→ INSTRUCTIONS FOR THE TASK
In the entries below, find the lines that include "vehicle" and give their number as the whole reply.

Segment Start: SOURCE MATERIAL

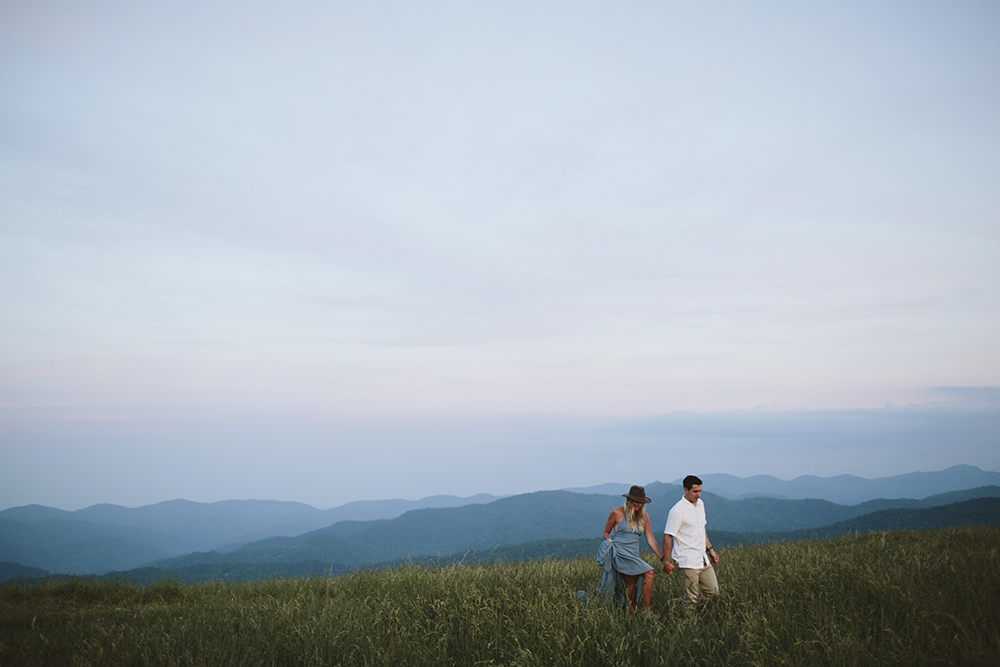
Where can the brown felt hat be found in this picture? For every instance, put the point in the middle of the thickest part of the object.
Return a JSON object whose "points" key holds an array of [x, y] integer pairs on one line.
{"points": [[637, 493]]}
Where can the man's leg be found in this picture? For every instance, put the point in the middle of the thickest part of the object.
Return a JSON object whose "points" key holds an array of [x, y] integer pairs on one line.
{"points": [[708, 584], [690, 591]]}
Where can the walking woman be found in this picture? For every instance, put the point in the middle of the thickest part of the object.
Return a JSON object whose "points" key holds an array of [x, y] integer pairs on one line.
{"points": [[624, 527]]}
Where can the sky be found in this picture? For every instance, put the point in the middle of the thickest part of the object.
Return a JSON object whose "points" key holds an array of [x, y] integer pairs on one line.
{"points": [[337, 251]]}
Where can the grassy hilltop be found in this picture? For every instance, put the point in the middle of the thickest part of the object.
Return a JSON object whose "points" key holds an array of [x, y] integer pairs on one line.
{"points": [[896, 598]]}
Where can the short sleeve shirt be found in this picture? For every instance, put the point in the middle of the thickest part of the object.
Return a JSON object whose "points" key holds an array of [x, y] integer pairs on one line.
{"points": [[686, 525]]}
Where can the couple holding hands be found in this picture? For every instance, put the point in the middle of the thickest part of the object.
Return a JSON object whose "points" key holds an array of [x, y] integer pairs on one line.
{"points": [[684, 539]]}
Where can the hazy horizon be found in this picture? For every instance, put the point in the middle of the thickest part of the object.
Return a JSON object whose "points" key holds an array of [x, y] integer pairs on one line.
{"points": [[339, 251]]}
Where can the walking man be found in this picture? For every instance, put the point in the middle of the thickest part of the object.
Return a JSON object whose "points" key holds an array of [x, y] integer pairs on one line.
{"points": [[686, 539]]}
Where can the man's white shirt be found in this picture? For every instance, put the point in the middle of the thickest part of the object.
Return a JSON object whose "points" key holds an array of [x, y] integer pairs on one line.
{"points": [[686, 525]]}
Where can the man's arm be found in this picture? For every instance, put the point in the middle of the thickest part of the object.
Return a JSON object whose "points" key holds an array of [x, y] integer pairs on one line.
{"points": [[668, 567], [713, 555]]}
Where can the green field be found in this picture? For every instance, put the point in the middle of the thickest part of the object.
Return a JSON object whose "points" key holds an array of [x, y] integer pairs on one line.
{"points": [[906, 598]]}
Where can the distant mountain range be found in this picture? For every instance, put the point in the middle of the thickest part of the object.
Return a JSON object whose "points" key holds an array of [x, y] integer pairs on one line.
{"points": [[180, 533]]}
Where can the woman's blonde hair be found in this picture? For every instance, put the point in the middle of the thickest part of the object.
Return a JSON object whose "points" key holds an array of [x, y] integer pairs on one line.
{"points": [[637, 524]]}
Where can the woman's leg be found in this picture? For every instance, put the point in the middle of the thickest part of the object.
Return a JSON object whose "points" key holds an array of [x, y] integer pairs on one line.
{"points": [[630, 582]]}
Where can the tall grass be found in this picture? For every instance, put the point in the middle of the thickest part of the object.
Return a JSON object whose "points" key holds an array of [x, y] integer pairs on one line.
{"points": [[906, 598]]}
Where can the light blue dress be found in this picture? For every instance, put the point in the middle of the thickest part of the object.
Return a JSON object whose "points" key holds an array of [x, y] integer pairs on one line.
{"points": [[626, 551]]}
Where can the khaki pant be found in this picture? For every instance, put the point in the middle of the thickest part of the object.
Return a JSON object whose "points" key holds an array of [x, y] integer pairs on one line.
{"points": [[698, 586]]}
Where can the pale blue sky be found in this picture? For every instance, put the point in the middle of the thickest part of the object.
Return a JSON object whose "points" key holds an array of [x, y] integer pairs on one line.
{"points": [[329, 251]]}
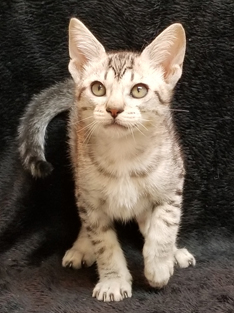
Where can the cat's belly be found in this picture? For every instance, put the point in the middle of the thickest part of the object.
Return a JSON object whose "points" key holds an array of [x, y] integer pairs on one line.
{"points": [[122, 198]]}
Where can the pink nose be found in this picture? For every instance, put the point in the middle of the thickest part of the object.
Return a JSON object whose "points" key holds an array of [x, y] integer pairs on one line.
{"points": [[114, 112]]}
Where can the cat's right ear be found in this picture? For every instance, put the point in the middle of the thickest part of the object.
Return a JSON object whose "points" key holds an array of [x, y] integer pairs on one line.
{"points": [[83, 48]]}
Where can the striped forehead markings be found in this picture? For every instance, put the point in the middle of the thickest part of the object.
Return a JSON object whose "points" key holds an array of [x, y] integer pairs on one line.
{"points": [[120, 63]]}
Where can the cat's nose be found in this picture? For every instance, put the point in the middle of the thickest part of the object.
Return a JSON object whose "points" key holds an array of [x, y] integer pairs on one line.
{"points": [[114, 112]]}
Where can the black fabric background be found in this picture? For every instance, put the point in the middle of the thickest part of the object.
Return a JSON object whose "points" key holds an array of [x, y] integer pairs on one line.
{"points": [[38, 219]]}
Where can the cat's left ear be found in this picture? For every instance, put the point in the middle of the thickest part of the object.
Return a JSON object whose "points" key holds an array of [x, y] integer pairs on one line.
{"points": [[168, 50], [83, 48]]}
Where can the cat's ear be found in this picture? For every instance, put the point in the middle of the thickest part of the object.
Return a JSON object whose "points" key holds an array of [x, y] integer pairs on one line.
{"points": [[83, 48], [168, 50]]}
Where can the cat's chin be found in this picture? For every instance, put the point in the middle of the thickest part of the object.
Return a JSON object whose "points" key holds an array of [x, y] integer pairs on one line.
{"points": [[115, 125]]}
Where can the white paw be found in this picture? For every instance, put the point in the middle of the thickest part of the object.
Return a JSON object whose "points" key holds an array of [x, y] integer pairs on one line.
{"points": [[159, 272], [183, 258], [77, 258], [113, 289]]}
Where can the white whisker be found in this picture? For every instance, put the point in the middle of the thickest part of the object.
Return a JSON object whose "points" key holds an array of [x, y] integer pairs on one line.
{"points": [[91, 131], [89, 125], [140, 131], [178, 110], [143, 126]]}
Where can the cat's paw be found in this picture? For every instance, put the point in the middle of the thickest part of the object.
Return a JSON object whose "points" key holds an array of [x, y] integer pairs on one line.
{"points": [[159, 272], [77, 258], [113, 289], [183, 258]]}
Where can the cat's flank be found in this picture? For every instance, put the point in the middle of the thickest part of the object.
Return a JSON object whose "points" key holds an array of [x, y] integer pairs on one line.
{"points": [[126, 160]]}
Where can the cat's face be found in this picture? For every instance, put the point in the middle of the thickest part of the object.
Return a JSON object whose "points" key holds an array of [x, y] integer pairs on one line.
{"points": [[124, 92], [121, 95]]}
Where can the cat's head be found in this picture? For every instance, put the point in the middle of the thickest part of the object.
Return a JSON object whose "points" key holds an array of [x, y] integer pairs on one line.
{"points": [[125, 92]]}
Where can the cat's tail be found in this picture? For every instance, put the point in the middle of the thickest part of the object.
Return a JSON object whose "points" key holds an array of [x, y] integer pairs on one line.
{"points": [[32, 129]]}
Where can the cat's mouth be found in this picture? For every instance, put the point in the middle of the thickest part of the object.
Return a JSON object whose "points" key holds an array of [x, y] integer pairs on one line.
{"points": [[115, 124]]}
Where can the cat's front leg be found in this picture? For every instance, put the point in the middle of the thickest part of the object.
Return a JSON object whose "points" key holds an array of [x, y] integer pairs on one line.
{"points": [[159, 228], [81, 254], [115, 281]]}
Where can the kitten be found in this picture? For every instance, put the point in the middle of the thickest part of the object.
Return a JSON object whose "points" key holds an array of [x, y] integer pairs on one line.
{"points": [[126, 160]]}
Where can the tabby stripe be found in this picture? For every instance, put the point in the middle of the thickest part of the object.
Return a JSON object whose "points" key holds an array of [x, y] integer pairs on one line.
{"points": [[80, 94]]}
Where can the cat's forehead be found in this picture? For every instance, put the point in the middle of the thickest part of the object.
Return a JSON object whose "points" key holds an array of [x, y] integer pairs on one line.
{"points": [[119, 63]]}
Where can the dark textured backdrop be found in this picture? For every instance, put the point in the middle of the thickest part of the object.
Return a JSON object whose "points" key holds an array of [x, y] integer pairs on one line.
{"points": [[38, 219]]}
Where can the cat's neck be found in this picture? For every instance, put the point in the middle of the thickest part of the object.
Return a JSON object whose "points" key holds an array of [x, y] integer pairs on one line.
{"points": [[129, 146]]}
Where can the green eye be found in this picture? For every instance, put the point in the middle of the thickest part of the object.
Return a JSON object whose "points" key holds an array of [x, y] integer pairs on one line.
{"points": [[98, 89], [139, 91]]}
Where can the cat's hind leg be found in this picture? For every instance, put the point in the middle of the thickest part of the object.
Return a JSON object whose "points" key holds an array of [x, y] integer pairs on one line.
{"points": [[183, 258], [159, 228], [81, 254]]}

Segment End: SOURCE MATERIAL
Segment Start: SOURCE MATERIAL

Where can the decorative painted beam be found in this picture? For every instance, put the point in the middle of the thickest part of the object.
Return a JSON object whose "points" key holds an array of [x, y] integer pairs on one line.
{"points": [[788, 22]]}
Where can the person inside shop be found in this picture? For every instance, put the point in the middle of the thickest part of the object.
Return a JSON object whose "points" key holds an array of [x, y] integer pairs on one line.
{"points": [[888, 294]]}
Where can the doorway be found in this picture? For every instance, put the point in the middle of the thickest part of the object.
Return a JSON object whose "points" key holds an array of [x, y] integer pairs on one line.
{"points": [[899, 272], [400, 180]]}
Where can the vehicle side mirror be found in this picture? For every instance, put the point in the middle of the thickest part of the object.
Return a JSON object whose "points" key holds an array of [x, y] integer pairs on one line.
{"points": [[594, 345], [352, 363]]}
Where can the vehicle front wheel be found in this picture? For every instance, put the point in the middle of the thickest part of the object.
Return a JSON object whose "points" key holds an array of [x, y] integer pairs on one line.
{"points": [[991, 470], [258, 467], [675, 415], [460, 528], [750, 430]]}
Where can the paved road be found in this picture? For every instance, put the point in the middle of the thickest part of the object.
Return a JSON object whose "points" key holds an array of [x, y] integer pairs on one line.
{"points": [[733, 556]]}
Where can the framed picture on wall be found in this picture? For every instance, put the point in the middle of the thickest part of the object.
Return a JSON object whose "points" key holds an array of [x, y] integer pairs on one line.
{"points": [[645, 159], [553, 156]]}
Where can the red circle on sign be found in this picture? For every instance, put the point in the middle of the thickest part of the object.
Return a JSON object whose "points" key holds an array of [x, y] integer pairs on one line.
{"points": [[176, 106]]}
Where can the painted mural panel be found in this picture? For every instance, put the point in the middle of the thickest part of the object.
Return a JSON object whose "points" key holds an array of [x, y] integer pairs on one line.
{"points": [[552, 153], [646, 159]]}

Segment End: SOURCE MATERIAL
Segment Start: SOURCE MATERIAL

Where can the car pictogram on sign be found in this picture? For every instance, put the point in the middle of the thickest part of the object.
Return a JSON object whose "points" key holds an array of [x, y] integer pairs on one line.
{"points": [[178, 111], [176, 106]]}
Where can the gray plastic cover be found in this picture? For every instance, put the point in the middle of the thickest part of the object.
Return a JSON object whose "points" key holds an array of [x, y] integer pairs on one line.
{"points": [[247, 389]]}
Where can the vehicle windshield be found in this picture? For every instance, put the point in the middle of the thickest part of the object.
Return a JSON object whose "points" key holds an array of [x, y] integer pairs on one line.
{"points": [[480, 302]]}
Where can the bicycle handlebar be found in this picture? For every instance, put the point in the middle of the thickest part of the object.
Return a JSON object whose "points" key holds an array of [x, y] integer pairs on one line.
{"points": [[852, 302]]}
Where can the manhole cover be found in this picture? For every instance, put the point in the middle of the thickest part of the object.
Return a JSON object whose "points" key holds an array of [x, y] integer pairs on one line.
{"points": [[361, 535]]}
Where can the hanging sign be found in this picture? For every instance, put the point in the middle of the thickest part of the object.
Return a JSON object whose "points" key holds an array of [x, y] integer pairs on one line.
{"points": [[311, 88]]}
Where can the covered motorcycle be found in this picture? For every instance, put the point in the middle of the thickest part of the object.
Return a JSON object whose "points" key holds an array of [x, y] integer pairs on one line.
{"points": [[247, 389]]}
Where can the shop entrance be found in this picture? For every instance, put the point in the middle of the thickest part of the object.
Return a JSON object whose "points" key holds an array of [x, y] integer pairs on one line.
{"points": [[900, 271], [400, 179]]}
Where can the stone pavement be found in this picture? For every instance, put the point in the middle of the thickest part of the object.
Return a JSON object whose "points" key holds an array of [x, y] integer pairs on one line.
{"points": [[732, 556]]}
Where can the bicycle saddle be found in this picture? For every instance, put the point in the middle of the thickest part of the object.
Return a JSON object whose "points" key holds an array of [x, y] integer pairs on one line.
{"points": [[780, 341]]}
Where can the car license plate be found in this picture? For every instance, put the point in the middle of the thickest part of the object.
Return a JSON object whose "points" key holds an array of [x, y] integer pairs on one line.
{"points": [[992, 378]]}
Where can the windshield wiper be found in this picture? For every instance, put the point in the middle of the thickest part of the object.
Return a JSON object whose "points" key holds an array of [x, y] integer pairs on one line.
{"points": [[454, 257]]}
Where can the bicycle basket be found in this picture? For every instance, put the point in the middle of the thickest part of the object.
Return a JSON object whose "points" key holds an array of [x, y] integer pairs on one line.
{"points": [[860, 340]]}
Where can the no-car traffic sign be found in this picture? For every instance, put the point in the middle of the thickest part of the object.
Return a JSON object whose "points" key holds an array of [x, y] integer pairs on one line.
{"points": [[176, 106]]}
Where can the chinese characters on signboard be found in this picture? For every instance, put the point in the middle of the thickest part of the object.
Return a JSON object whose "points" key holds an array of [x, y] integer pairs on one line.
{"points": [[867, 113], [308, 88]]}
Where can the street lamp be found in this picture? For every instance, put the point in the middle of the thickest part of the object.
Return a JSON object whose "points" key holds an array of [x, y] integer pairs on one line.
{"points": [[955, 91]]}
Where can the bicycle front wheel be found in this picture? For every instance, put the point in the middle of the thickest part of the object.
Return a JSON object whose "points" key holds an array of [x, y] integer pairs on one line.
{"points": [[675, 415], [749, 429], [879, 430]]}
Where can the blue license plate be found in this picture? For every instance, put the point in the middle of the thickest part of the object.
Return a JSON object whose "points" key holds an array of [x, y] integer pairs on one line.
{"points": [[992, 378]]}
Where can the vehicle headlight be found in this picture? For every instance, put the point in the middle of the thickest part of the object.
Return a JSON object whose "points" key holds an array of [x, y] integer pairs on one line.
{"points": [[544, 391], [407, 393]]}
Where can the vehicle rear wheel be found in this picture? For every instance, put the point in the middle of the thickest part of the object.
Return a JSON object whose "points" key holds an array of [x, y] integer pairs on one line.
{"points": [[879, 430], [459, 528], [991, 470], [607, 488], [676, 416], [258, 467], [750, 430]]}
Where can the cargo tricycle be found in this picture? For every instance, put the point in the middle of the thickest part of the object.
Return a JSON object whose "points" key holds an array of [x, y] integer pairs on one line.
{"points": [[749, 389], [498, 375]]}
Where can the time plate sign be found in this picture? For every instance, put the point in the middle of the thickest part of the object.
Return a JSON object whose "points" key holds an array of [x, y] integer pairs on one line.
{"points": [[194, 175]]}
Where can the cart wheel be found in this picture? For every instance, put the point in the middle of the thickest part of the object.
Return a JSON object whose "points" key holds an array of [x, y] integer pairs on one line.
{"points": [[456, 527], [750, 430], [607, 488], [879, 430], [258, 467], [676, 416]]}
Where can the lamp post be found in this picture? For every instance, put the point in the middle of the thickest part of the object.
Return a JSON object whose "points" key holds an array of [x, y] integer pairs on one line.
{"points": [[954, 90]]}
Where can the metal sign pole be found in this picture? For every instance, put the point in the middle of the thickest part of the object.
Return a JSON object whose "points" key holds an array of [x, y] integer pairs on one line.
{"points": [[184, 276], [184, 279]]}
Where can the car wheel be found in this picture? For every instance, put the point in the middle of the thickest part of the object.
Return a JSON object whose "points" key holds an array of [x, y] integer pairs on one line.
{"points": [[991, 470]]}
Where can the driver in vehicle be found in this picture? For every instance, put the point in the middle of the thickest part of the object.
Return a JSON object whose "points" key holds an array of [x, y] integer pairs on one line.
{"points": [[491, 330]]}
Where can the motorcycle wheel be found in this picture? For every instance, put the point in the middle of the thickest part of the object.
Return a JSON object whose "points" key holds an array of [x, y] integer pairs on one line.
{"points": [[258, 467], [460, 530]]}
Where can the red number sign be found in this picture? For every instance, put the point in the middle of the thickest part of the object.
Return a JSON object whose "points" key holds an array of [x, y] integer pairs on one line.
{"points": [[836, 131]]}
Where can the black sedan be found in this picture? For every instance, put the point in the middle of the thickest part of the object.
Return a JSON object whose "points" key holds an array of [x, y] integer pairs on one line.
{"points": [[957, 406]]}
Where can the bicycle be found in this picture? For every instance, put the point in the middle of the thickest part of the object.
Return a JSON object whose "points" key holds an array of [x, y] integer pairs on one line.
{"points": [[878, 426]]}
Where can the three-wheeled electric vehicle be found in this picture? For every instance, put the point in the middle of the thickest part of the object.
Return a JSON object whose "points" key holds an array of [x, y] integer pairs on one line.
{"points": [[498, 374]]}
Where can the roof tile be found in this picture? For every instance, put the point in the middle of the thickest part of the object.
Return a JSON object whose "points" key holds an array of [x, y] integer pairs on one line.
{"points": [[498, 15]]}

Segment End: SOURCE MATERIAL

→ REPLY
7